### [GIVEN REQUEST]
Pick out every line in the data below that contains the word "foliage", treating uppercase and lowercase as different.

┌─ DATA LISTING

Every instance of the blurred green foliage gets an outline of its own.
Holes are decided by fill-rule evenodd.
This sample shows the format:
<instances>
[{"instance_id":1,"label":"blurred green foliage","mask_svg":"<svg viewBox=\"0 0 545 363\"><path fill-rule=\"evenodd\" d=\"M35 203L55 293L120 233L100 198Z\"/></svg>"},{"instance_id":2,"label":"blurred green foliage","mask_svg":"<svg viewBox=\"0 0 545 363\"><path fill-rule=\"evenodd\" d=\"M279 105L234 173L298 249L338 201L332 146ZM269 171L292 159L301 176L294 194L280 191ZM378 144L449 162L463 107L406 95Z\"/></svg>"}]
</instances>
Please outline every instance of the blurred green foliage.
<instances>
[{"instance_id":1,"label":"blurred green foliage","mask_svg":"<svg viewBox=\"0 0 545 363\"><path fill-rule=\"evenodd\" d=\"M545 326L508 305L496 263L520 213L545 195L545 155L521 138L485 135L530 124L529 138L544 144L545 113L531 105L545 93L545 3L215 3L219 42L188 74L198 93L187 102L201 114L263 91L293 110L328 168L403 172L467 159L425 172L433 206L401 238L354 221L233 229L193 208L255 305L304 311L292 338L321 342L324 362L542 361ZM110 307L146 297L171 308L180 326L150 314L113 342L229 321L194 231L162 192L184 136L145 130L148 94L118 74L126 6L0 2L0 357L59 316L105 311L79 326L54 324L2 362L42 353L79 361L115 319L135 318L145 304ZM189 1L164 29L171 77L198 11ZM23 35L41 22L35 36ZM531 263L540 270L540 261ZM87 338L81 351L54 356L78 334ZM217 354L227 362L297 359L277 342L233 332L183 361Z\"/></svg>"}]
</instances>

└─

### [ANSWER TO THE TASK]
Every instance of the blurred green foliage gets an outline of its own.
[{"instance_id":1,"label":"blurred green foliage","mask_svg":"<svg viewBox=\"0 0 545 363\"><path fill-rule=\"evenodd\" d=\"M35 203L55 293L120 233L100 198Z\"/></svg>"},{"instance_id":2,"label":"blurred green foliage","mask_svg":"<svg viewBox=\"0 0 545 363\"><path fill-rule=\"evenodd\" d=\"M279 105L234 173L298 249L338 201L332 146ZM269 171L292 159L301 176L294 194L280 191ZM378 144L449 162L463 107L406 95Z\"/></svg>"}]
Please outline every instance of the blurred green foliage.
[{"instance_id":1,"label":"blurred green foliage","mask_svg":"<svg viewBox=\"0 0 545 363\"><path fill-rule=\"evenodd\" d=\"M545 326L508 305L496 263L520 213L545 195L545 155L521 138L485 135L530 124L529 138L544 144L545 113L531 105L545 93L545 3L215 3L219 42L188 74L198 93L187 102L201 114L263 91L293 110L328 168L403 172L467 159L425 172L433 206L401 238L354 221L233 229L193 208L255 305L304 311L292 338L321 342L324 362L542 361ZM110 307L146 297L171 308L180 326L150 314L113 342L229 321L194 231L162 192L184 136L145 130L148 94L118 74L126 6L0 2L0 357L59 316L105 311L79 326L54 324L2 362L42 353L79 361L115 319L135 318L145 304ZM189 1L164 29L171 77L198 11ZM23 35L41 22L35 36ZM531 263L540 270L540 261ZM87 338L81 351L54 356L78 334ZM217 354L227 362L297 359L277 342L233 332L183 361Z\"/></svg>"}]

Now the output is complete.